━━━ Data for this task ━━━

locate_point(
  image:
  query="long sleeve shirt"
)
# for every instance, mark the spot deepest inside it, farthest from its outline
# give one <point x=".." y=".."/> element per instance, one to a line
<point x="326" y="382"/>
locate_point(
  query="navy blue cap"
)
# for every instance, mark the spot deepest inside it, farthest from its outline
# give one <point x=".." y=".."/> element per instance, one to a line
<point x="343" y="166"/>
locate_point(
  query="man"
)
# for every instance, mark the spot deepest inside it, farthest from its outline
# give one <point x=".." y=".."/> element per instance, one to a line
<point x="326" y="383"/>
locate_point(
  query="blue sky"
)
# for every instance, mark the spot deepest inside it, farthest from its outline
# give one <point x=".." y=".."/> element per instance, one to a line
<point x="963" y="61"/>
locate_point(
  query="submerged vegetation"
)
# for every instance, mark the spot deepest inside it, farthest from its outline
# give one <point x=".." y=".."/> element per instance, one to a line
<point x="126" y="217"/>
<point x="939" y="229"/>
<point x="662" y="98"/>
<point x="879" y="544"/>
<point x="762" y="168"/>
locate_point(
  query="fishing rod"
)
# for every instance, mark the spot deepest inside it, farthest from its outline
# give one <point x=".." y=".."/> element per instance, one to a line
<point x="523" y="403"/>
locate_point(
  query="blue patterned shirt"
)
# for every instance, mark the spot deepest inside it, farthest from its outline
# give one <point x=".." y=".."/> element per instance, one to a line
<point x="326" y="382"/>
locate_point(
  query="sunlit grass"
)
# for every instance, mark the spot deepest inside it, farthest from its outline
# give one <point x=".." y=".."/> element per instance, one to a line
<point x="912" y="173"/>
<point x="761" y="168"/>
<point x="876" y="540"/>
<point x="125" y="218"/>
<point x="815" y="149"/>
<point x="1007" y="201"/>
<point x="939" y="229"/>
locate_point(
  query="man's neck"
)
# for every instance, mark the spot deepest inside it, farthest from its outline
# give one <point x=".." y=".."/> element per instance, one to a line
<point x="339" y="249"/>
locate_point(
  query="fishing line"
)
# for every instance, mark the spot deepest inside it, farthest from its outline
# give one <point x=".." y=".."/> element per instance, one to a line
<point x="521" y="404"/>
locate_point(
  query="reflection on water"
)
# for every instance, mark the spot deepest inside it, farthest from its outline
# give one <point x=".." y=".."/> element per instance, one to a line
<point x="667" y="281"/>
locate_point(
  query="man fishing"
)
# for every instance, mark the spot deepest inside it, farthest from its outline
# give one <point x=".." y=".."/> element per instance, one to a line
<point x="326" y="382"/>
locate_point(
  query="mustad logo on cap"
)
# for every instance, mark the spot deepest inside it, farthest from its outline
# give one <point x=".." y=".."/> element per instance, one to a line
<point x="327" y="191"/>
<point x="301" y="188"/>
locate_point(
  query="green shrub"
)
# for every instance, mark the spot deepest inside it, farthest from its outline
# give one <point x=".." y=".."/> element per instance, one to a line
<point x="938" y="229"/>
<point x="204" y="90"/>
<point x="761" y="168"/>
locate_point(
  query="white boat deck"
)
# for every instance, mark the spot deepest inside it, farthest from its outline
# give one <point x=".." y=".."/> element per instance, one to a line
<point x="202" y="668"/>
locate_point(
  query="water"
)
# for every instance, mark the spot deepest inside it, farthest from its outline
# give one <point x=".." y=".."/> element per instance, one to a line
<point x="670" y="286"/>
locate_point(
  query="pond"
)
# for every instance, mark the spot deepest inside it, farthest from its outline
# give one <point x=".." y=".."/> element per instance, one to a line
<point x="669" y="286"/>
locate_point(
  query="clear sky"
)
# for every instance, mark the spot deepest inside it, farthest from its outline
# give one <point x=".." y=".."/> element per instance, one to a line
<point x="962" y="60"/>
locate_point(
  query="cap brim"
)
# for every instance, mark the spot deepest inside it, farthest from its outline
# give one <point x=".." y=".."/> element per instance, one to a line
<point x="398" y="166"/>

━━━

## Your instructions
Recopy the entries above in their entirety, exactly.

## Response below
locate_point(
  image:
  query="long sleeve shirt"
)
# for every instance, mark the spot deepest inside it, farthest from its outline
# give one <point x=".." y=".."/> element per instance, one to a line
<point x="326" y="382"/>
locate_point(
  query="navy blue cap"
)
# for every instance, mark the spot deepest inside it, farthest from its outline
# give one <point x=".." y=".."/> element per instance, one to a line
<point x="343" y="166"/>
locate_point(
  query="man"
)
# for every instance, mark the spot deepest inside it, farthest from its outline
# give one <point x=".." y=".."/> element per instance, one to a line
<point x="326" y="383"/>
locate_point(
  query="blue sky"
)
# for every instance, mark the spot deepest inside it, farthest from its outline
# give one <point x=".." y=".."/> element per instance, one to a line
<point x="963" y="61"/>
locate_point(
  query="submerged vegetation"
)
# for every instance, mark the spot deepest inside it, farthest from its outline
# give one <point x=".." y=".."/> element per instance, one to a line
<point x="126" y="217"/>
<point x="939" y="229"/>
<point x="662" y="98"/>
<point x="879" y="544"/>
<point x="762" y="168"/>
locate_point(
  query="fishing rod"
)
# for every instance, mark the spot deepest inside it, farthest from its outline
# give one <point x=".." y=".."/> element per instance, one to a line
<point x="523" y="403"/>
locate_point(
  query="blue patterned shirt"
)
# for every instance, mark the spot deepest inside it, farthest from its outline
# give one <point x=".." y=".."/> element per instance, one to a line
<point x="326" y="382"/>
locate_point(
  query="sunlit grass"
)
# for every instance, mark the spot deepest inside it, farthest from its outline
# give one <point x=".." y=".."/> element per instance, one to a line
<point x="912" y="173"/>
<point x="761" y="168"/>
<point x="876" y="540"/>
<point x="125" y="218"/>
<point x="815" y="149"/>
<point x="1007" y="201"/>
<point x="939" y="229"/>
locate_point(
  query="man's neck"
)
# for every instance, mark the spot deepest inside it, farthest from its outline
# give one <point x=".." y=".."/> element per instance, one to a line
<point x="339" y="249"/>
locate_point(
  query="fishing line"
)
# for every instance, mark the spot deepest inside it, farthest from its outline
# give one <point x=".." y=".."/> element per instance, one to a line
<point x="521" y="404"/>
locate_point(
  query="reflection on water"
)
# for every instance, mark the spot deepest inside it, farthest from its outline
# give one <point x=".." y=".."/> element per instance, one to a line
<point x="667" y="281"/>
locate_point(
  query="man fishing"
)
# for every instance, mark the spot deepest inside it, farthest from its outline
# give one <point x=".." y=".."/> element per instance, one to a line
<point x="326" y="382"/>
locate_point(
  query="mustad logo on cap"
)
# for every instance, mark the spot deepest inside it, farthest from its outline
# give one <point x=".." y=".."/> element per instance, one to a line
<point x="327" y="191"/>
<point x="301" y="188"/>
locate_point(
  query="green shrub"
)
# for every instance, mark the spot deepest inside it, farthest from its outline
# give one <point x=".." y=".."/> element per instance, one to a line
<point x="938" y="229"/>
<point x="204" y="90"/>
<point x="761" y="168"/>
locate_point(
  query="white boat deck"
)
# for every instance, mark the spot deepest inside it, farthest from its outline
# give one <point x=".." y=".."/> element per instance, one to a line
<point x="202" y="668"/>
locate_point(
  query="water"
)
# for every instance, mark the spot deepest inside it, farthest from its outline
# give one <point x=".." y=".."/> element per instance, one to a line
<point x="670" y="286"/>
locate_point(
  query="pond"
)
# for every instance, mark the spot deepest inside it, farthest from its outline
# give one <point x=".." y=".."/> element per instance, one to a line
<point x="669" y="286"/>
locate_point(
  query="clear sky"
)
# for every instance, mark the spot deepest inside it, farthest from its outline
# give one <point x=".." y=".."/> element per instance, one to a line
<point x="962" y="60"/>
locate_point(
  query="cap brim"
)
# for every instance, mark the spot deepest inside it, farthest from its outline
# give one <point x=".." y=".."/> element per instance, one to a line
<point x="398" y="166"/>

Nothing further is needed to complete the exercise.